● Aufgaben:
**1)** Kannst du den Textauszug über Streuobstwiesen beginnend bei „Trotzdem wurden Streubobstwiesen“ und endend bei „Wiesen nicht stoppen.“ noch einmal wiedergeben und dabei „Wohnflächen“ gegen „Gewerbeflächen“ austauschen?
**2)** Wie geht der Textauszug über Streuobstwiesen nach seinem letzten Satz weiter? Führe ihn um den nächsten Abschnitt fort.

● Textauszug:
Was ist das Problem?
Seit den 1950er Jahren ist die Fläche an Streuobstwiesen in Deutschland dramatisch geschrumpft. Das ist schlecht für die Artenvielfalt. Denn anders als moderne Obstplantagen sind Streuobstwiesen ein wichtiger Lebensraum für über 5.000 zum Teil bedrohte Tier- und Pflanzenarten. Das liegt daran, dass auf Streuobstwiesen typischerweise verschiedene Obstbäume verstreut in der Landschaft stehen. Es gibt Blumenwiesen, alte, teils tote Bäume spenden Schatten. Es handelt sich um artenreiche Biotope, vergleichbar einem Korallenriff im Meer.
Trotzdem wurden Streubobstwiesen lange vernachlässigt. In den 1970er-Jahren wurde ihre Rodung sogar staatlich finanziert. Sie mussten monokulturellem Anbau und Wohnflächen weichen. Heute weiß man zwar um den Wert der Wiesen für unsere Umwelt. Im vergangenen Jahr wurde der Streuobstanbau sogar zum Immateriellen UNESCO Kulturerbe erklärt. Das alles aber konnte den Rückgang der Wiesen nicht stoppen.

● Vorliegende Einträge:

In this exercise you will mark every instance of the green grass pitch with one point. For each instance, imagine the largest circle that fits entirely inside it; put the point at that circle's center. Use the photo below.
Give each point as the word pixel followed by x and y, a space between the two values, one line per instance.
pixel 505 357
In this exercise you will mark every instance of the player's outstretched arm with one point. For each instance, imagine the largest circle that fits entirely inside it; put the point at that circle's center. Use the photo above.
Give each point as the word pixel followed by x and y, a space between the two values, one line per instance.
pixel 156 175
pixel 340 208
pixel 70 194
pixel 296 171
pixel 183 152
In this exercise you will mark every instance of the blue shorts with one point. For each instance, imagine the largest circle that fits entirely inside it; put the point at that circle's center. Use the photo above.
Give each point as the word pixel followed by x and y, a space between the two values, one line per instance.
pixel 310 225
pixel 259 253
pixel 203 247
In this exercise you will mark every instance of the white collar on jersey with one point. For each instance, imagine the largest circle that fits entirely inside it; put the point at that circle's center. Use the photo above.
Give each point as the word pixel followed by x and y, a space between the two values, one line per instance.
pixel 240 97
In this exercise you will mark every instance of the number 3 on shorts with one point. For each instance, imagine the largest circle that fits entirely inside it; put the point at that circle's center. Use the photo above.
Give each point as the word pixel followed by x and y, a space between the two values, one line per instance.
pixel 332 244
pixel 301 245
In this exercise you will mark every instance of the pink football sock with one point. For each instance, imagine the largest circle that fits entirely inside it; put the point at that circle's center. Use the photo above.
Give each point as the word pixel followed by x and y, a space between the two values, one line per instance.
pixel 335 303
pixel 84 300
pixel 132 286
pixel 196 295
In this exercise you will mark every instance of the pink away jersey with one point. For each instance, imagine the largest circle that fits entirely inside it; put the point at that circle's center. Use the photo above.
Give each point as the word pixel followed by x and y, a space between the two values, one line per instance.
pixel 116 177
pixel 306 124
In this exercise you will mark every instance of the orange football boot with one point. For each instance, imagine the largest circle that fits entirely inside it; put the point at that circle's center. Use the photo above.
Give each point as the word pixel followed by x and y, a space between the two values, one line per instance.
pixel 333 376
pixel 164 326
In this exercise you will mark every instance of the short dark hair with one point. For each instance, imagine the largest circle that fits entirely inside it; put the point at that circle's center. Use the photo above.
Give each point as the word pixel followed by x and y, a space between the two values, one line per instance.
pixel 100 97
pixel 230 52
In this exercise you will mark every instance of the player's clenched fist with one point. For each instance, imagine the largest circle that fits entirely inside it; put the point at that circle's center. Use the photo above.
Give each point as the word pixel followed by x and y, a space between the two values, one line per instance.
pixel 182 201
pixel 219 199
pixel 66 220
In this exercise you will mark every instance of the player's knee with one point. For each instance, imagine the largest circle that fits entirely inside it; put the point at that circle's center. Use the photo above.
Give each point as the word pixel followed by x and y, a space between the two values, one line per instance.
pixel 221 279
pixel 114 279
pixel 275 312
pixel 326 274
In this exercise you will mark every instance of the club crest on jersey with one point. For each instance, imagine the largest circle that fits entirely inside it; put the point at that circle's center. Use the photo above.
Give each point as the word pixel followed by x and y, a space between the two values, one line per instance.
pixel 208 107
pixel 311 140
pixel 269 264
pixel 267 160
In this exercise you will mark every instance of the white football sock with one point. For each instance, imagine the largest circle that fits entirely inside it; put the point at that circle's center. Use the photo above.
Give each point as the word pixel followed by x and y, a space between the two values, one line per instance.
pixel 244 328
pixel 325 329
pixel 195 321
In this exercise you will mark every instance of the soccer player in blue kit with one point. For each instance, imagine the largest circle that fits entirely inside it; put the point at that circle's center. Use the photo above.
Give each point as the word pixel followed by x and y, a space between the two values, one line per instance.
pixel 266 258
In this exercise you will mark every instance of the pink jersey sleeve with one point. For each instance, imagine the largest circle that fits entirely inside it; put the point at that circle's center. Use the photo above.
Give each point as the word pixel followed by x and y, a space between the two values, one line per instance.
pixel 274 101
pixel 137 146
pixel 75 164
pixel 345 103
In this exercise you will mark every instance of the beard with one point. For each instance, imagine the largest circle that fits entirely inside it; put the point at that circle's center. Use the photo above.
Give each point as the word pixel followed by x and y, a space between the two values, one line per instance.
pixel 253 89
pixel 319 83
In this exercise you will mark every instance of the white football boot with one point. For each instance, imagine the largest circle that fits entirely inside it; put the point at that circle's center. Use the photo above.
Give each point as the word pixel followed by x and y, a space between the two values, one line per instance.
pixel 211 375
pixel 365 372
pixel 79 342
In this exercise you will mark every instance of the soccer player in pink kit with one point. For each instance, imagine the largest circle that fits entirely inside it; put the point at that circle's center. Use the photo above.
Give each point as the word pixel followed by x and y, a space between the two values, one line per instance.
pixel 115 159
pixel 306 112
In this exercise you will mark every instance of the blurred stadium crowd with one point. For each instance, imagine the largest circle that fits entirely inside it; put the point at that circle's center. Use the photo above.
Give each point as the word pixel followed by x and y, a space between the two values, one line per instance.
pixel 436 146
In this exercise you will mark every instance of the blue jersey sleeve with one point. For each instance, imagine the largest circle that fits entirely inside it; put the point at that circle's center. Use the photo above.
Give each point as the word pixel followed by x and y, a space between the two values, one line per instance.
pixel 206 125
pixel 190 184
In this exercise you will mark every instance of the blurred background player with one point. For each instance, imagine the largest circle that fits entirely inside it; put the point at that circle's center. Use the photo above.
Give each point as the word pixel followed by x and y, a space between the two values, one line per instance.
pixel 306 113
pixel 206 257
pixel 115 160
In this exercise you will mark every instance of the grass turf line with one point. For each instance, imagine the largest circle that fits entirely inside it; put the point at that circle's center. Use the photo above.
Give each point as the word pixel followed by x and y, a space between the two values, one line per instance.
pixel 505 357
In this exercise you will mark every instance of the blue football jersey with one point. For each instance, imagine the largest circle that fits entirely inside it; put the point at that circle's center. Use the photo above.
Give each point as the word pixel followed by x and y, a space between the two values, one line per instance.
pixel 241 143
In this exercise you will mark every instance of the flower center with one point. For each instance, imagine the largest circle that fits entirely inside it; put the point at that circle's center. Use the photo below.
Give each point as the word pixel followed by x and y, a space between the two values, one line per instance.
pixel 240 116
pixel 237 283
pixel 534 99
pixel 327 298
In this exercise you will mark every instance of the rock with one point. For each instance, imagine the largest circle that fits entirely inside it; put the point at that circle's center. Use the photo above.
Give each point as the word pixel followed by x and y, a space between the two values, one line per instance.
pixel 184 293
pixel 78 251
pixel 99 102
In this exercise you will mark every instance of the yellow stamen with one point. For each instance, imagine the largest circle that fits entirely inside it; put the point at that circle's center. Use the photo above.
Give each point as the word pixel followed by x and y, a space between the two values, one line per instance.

● Lösungen:
**1)**
Trotzdem wurden Streubobstwiesen lange vernachlässigt. In den 1970er-Jahren wurde ihre Rodung sogar staatlich finanziert. Sie mussten monokulturellem Anbau und Gewerbeflächen weichen. Heute weiß man zwar um den Wert der Wiesen für unsere Umwelt. Im vergangenen Jahr wurde der Streuobstanbau sogar zum Immateriellen UNESCO Kulturerbe erklärt. Das alles aber konnte den Rückgang der Wiesen nicht stoppen.

**2)**
80 Prozent beträgt der Rückgang der Streuobstwiesen seit den 1950er Jahren in Deutschland nach einer Schätzung des Naturschutzbund Deutschland (NABU)
Was ist der Ansatz von Ostmost?
Dass es den Streuobstwiesen schlecht geht, hat der Ostmost-Mitgründer Bernd Schock mit eigenen Augen gesehen: Bei einem Ausflug ins Umland von Berlin sah er zu, wie ein Landwirt alte Obstbäume abholzte – auf einer Streuobstwiese, erzählt Schock am Telefon. Als er mit dem Landwirt ins Gespräch kam, verstand er, wo das Problem liegt: Die Wiese war für den Landwirt wirtschaftlich nicht mehr tragbar. Die Bäume beschneiden, von Hand ernten, die Wiesen pflegen, all das kostet viel Zeit und bringt wenig Geld. Im Vergleich zu modernen Obstplantagen, in denen Monokulturen in Reih und Glied stehen, sind Streuobstwiesen nicht sehr rentabel.

Kurzerhand gründete Schock zusammen mit seinem Freund Dennis Meier den Verein „Äpfel und Konsorten“, um Streuobstwiesen zu schützen. Sie pachteten Wiesen, pflanzten und pflegten Bäume und warben Baumpat:innen an, die sie finanziell unterstützen und ihnen ehrenamtlich bei der Bewirtschaftung halfen. Doch schnell wurde ihnen klar: Nur gemeinnützige Arbeit reicht nicht, um den Verfall der Streuobstwiesen aufzuhalten.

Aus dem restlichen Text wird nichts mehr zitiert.